=== Data for this task ===
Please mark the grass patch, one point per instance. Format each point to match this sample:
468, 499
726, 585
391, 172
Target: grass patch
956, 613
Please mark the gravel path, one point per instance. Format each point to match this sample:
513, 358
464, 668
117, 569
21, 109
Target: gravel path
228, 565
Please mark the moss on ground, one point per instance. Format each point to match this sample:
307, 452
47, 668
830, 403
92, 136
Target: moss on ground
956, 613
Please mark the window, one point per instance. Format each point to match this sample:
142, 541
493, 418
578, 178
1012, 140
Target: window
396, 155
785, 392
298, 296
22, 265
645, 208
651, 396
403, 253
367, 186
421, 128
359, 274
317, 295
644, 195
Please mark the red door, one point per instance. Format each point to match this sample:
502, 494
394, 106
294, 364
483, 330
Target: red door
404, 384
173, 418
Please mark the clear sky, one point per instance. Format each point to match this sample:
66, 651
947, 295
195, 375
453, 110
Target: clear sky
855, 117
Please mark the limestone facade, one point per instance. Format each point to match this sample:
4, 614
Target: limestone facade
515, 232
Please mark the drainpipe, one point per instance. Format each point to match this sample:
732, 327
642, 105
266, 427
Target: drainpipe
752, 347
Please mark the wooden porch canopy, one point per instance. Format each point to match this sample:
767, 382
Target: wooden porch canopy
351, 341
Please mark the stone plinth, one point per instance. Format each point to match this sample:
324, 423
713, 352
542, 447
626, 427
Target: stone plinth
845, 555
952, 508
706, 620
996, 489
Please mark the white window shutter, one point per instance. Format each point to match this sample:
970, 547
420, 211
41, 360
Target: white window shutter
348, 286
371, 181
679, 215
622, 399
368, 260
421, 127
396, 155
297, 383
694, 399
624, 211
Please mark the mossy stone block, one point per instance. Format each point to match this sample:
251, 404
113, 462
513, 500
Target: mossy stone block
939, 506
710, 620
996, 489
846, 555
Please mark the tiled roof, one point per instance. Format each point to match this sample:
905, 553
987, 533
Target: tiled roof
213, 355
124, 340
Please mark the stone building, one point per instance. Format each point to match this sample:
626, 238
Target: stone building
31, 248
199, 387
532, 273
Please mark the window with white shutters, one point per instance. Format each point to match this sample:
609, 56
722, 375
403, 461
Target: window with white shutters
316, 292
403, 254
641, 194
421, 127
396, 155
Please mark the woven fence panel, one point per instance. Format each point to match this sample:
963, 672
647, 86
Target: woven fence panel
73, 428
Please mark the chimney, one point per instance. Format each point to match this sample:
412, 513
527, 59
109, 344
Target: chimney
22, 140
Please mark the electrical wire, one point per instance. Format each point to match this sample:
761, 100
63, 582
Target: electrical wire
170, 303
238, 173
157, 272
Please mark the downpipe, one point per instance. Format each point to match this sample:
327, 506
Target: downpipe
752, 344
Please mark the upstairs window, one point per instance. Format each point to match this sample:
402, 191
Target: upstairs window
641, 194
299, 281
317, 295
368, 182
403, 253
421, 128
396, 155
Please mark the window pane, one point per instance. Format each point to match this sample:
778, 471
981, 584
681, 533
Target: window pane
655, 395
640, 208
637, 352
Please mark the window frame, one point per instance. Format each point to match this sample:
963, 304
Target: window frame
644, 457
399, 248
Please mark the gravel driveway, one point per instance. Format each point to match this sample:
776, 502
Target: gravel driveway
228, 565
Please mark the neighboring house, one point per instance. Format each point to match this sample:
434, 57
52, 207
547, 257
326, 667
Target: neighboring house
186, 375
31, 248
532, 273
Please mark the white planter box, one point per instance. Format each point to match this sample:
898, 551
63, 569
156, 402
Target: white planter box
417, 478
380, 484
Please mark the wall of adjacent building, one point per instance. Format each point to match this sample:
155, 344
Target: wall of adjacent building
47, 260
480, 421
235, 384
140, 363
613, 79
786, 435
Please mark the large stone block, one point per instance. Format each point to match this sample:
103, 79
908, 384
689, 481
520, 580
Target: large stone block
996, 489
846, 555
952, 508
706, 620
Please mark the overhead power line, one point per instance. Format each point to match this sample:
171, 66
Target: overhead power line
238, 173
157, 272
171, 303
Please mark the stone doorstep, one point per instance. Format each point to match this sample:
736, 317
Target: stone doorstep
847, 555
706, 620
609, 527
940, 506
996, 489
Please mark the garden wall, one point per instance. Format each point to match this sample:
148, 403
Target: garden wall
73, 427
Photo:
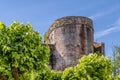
===
:: What you have to do ::
Report how many lines in the records contain the word "mossy". Give only the number.

:: Response to the task ::
2